These 2 dividend-growth stocks could help you secure financial independence

Dividends can make or break a portfolio’s performance. Studies have shown that around 50% of investors’ returns come from dividends alone, so if you want to match the market, dividends are essential. 

Real estate investment trusts are the perfect dividend stocks. Their dividends are paid out from property income, which is stable and recurring. What’s more, investors can benefit from a rise in the value of the underlying property. 

Building up the portfolio 

LXI Reit (LSE: LXI) is a relatively new trust, and as a result, flies under the radar of most investors. The firm only went public at the end of February and since its IPO, management has been building up the portfolio with funds received from the listing as well as a £55m loan facility.

■ Data supplied
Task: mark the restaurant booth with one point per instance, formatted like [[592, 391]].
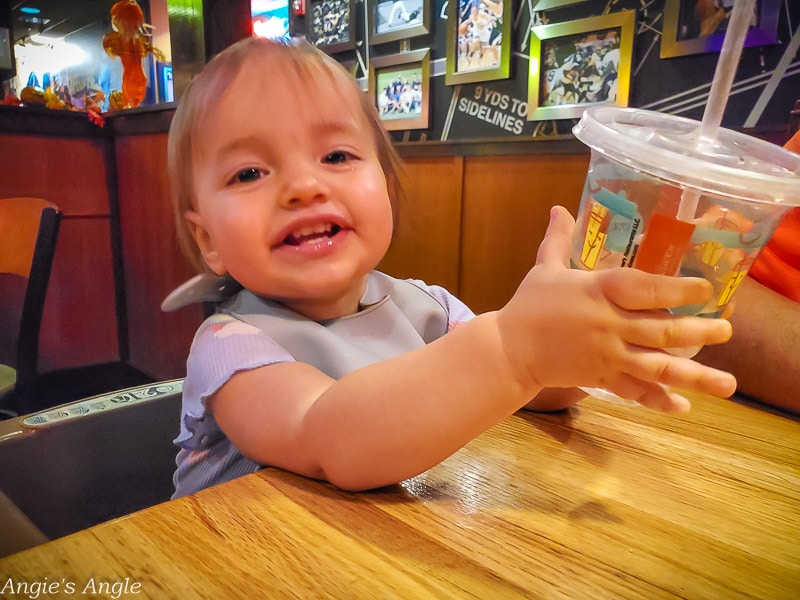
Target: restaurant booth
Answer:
[[475, 214]]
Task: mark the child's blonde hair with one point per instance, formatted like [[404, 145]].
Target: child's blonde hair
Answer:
[[202, 98]]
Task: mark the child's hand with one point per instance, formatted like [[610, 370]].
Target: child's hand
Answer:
[[567, 327]]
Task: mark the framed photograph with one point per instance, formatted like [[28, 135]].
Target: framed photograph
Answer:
[[698, 26], [551, 4], [478, 41], [579, 63], [392, 20], [400, 87], [331, 24]]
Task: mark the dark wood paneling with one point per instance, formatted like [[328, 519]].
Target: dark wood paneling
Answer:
[[66, 171], [426, 244], [79, 326], [158, 342], [506, 207]]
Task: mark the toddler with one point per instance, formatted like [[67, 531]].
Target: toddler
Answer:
[[284, 186]]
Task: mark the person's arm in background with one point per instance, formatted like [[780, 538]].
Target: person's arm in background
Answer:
[[764, 352]]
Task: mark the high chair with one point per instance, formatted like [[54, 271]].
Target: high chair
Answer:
[[28, 234], [79, 464]]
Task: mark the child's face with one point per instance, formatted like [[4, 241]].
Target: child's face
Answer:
[[291, 197]]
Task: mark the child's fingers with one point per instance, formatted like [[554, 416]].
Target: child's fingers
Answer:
[[663, 330], [557, 243], [636, 290], [651, 395], [675, 371]]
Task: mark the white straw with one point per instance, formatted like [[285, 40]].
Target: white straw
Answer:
[[738, 25], [728, 62]]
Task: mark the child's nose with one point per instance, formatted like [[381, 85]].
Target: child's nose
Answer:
[[304, 185]]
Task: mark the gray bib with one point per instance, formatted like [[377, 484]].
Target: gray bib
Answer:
[[398, 317]]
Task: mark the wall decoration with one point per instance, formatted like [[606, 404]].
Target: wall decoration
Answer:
[[551, 4], [698, 26], [392, 20], [399, 85], [478, 41], [331, 24], [580, 63]]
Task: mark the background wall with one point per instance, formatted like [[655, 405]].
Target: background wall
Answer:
[[768, 74]]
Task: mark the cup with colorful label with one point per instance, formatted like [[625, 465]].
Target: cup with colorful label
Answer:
[[661, 198]]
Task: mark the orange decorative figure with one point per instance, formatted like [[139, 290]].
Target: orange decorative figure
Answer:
[[130, 42]]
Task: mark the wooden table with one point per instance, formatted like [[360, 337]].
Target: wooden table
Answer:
[[603, 501]]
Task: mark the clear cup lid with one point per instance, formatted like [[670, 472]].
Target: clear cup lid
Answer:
[[671, 148]]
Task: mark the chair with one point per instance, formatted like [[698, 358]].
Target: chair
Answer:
[[79, 464], [28, 234]]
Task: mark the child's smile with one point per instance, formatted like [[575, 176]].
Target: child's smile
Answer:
[[291, 199]]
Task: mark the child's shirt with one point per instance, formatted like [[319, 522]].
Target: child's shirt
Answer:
[[250, 332]]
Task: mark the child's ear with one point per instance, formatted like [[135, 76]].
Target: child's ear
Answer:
[[204, 242]]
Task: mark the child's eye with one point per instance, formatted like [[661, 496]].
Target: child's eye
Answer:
[[247, 175], [337, 157]]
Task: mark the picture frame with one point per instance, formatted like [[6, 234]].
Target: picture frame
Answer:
[[684, 34], [552, 4], [478, 41], [580, 63], [399, 86], [391, 20], [330, 24]]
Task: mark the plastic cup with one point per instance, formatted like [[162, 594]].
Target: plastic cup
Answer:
[[661, 198]]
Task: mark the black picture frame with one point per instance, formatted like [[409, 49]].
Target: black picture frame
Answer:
[[549, 71], [330, 25], [460, 56], [682, 32], [384, 69], [414, 20]]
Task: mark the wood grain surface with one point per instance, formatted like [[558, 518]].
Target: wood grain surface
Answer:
[[601, 501]]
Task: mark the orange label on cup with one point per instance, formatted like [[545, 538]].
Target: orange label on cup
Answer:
[[665, 240], [734, 279], [712, 252], [595, 237]]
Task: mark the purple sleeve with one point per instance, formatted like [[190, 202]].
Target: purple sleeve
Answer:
[[222, 347]]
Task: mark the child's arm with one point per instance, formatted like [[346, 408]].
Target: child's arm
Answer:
[[394, 419]]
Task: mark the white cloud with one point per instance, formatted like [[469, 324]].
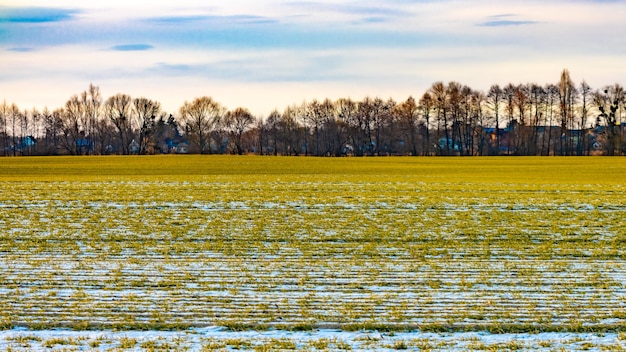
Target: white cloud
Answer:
[[269, 54]]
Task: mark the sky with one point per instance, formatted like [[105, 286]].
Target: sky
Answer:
[[269, 54]]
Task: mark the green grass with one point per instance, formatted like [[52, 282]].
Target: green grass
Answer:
[[248, 242]]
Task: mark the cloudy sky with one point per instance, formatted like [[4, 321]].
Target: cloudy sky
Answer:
[[267, 54]]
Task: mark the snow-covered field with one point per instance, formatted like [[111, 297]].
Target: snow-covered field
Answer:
[[209, 339], [366, 261]]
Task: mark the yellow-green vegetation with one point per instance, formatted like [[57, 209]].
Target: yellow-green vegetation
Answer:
[[250, 243]]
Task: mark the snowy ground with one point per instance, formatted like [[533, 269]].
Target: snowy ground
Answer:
[[219, 339]]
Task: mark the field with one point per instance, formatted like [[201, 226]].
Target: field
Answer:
[[265, 253]]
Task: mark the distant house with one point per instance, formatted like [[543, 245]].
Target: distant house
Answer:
[[133, 147], [181, 148]]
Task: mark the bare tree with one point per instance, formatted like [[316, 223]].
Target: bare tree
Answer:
[[238, 122], [426, 105], [201, 117], [408, 113], [118, 110], [610, 104], [145, 112], [585, 91]]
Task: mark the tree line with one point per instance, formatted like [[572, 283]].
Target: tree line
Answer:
[[562, 118]]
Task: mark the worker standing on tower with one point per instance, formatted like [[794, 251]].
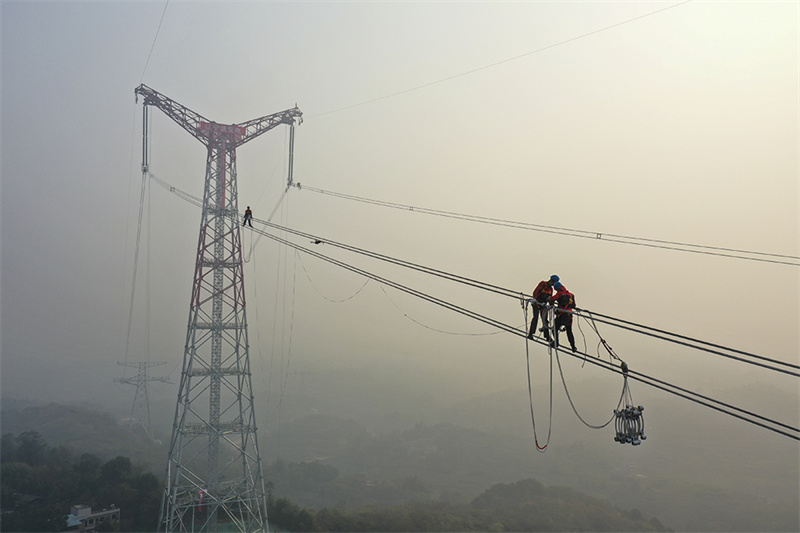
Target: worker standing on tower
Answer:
[[541, 297], [565, 302]]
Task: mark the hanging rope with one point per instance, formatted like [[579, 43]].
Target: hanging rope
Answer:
[[539, 447]]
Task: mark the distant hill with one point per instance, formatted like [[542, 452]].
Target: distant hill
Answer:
[[83, 429]]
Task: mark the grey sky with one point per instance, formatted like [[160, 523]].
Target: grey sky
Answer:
[[681, 126]]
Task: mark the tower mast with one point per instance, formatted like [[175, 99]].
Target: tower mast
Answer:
[[214, 466]]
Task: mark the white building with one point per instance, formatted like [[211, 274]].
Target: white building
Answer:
[[82, 517]]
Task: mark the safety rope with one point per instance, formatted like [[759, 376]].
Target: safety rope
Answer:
[[539, 447]]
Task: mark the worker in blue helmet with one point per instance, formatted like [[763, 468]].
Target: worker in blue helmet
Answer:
[[541, 297], [565, 304]]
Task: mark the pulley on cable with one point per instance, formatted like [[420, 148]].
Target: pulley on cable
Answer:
[[629, 421]]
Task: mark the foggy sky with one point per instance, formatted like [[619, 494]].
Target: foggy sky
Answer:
[[680, 126]]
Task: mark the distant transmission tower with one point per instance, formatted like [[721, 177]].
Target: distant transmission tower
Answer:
[[140, 412], [214, 478]]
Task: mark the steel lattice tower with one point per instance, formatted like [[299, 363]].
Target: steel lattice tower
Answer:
[[214, 472]]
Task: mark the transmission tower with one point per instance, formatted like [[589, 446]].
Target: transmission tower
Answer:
[[214, 477], [140, 412]]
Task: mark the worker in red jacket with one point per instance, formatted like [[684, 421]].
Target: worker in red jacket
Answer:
[[541, 297], [565, 303]]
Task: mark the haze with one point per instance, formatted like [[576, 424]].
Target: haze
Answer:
[[669, 121]]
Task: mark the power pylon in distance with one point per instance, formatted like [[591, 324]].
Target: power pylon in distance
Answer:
[[140, 412], [214, 478]]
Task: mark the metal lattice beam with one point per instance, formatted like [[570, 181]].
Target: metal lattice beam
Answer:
[[214, 471]]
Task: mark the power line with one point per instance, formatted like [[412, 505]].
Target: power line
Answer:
[[742, 414], [715, 349], [147, 63], [501, 62], [717, 405], [571, 232]]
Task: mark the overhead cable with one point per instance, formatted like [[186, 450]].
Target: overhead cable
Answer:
[[667, 387], [767, 257], [715, 349], [742, 414], [501, 62]]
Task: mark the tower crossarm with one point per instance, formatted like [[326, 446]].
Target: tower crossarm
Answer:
[[209, 132], [255, 127], [185, 117]]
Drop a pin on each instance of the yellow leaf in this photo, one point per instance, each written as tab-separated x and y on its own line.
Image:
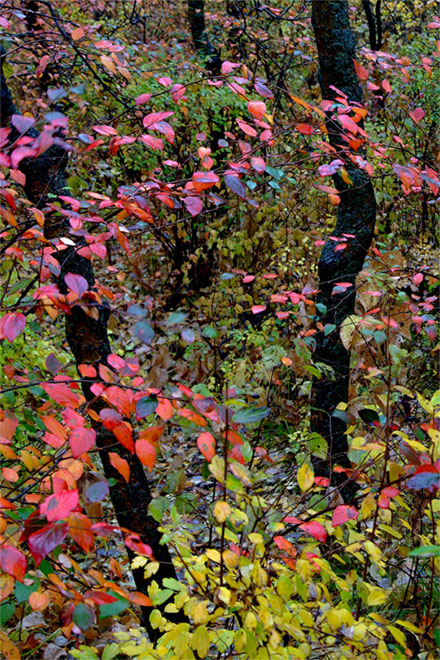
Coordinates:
213	555
347	330
409	626
377	596
222	511
9	650
201	641
306	477
242	473
398	635
414	444
334	618
200	612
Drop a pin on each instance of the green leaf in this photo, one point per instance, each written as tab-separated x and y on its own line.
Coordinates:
176	317
23	591
115	608
172	583
6	611
250	415
144	331
157	508
368	416
110	652
83	616
426	551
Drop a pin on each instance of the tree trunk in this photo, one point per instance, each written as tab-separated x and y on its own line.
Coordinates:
196	17
356	216
88	340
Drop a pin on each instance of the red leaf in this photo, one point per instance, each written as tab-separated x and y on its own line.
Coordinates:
305	129
13	561
263	90
110	418
61	394
134	543
81	440
124	435
233	183
206	444
146	453
59	506
343	514
246	128
80	529
204	180
120	464
46	540
76	283
12	325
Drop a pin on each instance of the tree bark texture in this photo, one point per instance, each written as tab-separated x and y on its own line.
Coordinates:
356	215
196	17
88	340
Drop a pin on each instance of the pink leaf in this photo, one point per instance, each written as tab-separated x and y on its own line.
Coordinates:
81	440
206	444
417	115
46	540
343	514
59	506
315	529
258	164
143	98
194	205
257	109
12	325
13	561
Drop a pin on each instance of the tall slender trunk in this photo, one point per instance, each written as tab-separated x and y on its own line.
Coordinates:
355	216
88	340
196	17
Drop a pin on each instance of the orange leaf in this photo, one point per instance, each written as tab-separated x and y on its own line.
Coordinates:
151	434
39	600
140	599
146	453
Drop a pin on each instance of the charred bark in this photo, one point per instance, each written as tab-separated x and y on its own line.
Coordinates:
88	340
202	43
356	216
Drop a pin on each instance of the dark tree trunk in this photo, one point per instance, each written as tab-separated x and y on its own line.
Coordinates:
356	215
89	343
196	17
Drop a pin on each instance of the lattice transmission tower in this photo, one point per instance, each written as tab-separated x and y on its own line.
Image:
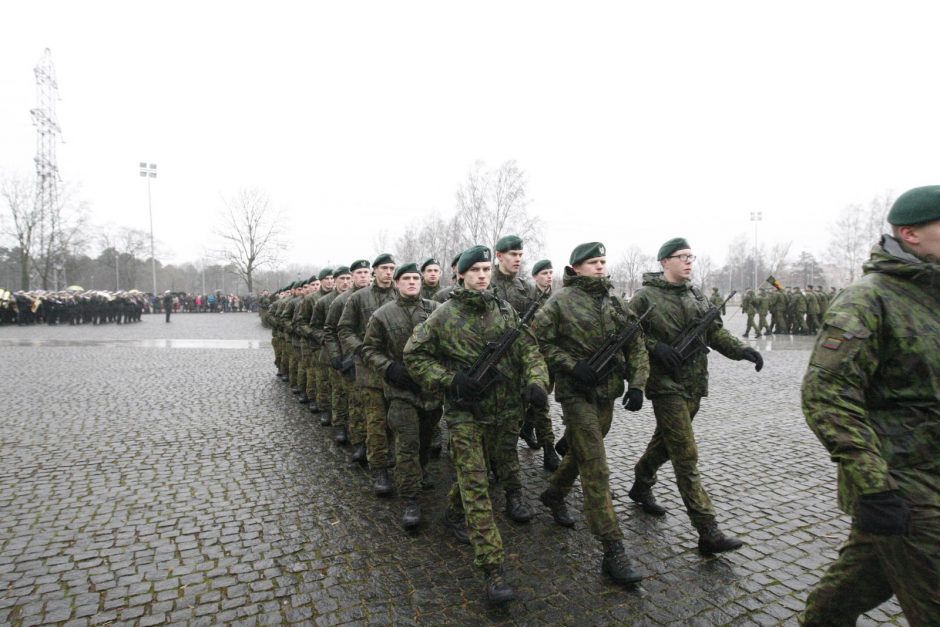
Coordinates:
47	170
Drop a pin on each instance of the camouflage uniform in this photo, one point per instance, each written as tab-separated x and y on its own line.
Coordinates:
411	415
871	395
345	393
676	401
449	341
574	323
351	331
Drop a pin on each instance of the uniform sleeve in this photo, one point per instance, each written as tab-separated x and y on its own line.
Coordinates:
841	366
421	360
375	344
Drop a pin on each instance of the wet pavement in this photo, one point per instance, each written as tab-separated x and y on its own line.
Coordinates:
140	484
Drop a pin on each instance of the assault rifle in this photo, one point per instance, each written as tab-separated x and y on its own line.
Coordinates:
690	341
483	370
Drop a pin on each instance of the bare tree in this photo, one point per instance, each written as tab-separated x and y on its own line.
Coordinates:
250	233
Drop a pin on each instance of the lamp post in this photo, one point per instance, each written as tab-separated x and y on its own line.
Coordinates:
756	216
150	172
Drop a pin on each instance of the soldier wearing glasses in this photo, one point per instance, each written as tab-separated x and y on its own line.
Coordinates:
676	387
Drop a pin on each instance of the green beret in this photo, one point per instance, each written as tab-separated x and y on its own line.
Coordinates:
430	261
508	242
586	251
407	268
358	264
544	264
916	206
676	243
383	258
473	255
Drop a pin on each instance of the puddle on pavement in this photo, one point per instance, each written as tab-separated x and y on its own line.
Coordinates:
139	343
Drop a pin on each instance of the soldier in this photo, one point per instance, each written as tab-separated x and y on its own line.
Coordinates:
871	394
763	308
430	277
343	365
749	307
412	411
437	356
573	325
676	387
351	331
537	429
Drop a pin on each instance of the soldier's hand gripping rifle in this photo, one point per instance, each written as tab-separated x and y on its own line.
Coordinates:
483	371
691	341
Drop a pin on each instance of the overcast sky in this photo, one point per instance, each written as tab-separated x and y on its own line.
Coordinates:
635	122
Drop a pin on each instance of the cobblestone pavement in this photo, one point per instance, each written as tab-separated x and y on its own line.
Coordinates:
161	482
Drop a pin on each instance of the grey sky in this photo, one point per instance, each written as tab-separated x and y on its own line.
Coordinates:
634	123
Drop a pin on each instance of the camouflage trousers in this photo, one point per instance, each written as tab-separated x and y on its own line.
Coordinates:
673	440
324	382
375	412
412	428
871	568
586	425
471	492
357	420
339	403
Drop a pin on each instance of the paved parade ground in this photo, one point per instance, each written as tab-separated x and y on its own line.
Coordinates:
158	473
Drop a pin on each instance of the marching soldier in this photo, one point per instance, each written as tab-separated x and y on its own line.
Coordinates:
412	411
676	387
438	356
573	325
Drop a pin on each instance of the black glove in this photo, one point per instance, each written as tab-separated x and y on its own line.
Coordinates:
397	375
536	396
883	514
667	356
633	399
753	356
464	388
584	375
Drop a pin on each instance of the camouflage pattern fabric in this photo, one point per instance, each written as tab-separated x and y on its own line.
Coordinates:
871	394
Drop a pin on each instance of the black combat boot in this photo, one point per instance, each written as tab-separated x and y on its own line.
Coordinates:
457	523
497	590
556	503
359	454
382	484
617	565
643	495
411	519
341	435
550	459
711	540
516	507
527	433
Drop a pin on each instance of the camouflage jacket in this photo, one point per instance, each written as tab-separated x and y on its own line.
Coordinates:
513	289
574	323
871	393
452	338
334	347
677	306
352	328
386	335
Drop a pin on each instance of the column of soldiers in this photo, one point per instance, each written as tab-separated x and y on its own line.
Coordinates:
383	355
72	308
791	311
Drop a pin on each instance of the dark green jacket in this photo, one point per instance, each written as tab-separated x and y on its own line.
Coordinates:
677	306
574	323
871	393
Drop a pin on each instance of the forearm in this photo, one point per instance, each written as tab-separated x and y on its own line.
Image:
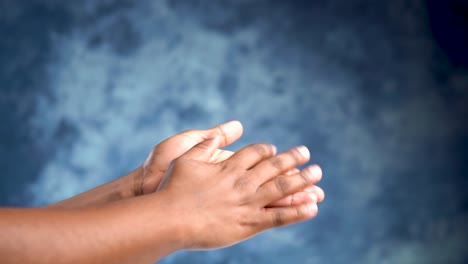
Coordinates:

■ Brief 1
Answer these about the dividend-stock article, one line each:
(a) What share of investors' returns do studies attribute to dividends?
(b) What do real estate investment trusts pay their dividends out of?
(c) How large is the loan facility LXI Reit has used to build its portfolio?
■ Brief 2
For each statement, say yes or no to whether it agrees with the dividend-stock article, and quote the words that decide it.
(a) Real estate investment trusts pay dividends from income that is stable and recurring.
(b) LXI Reit has been listed on the market for many years.
(c) LXI Reit's management has built the portfolio only with money raised from the listing.
■ Brief 3
Please rewrite the stretch of the dividend-stock article from "Dividends can make" through "the underlying property.", changing "property income" to "rental income".

■ Full solution 1
(a) Around 50%.
(b) Property income.
(c) £55m.

■ Full solution 2
(a) Yes: "Their dividends are paid out from property income, which is stable and recurring."
(b) No: "The firm only went public at the end of February"
(c) No: "with funds received from the listing as well as a £55m loan facility"

■ Full solution 3
Dividends can make or break a portfolio’s performance. Studies have shown that around 50% of investors’ returns come from dividends alone, so if you want to match the market, dividends are essential. 

Real estate investment trusts are the perfect dividend stocks. Their dividends are paid out from rental income, which is stable and recurring. What’s more, investors can benefit from a rise in the value of the underlying property.